--- START ---
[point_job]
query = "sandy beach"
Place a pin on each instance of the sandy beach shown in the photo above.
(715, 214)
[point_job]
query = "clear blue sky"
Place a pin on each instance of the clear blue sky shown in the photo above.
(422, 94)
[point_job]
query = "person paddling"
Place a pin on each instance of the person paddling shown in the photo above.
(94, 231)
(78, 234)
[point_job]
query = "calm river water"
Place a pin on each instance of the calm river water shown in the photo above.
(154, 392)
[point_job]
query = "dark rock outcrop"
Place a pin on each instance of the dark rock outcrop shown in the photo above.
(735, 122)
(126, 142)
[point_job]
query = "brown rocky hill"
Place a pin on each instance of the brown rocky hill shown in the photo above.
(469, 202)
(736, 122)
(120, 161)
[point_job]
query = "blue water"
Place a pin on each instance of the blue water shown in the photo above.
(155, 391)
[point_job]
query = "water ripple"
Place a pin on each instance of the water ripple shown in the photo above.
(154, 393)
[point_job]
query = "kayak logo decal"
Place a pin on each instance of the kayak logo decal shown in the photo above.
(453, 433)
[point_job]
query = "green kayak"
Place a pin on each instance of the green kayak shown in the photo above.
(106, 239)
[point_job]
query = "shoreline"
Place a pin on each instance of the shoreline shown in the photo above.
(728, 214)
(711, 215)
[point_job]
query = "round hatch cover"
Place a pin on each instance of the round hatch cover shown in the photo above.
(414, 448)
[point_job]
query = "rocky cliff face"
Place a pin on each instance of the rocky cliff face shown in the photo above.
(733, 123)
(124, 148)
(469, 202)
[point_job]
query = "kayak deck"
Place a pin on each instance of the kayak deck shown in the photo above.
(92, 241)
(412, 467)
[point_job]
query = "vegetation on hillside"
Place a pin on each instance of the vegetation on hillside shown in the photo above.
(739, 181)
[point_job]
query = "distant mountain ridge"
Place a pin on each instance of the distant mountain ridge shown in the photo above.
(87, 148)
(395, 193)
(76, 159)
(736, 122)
--- END ---
**Objective**
Collect every line in the rows above that contains the word "mountain", copying each one in full.

**Expected output**
query = "distant mountain ridge"
Place a pin on each instance of the distant mountain ridge shown in the photo above.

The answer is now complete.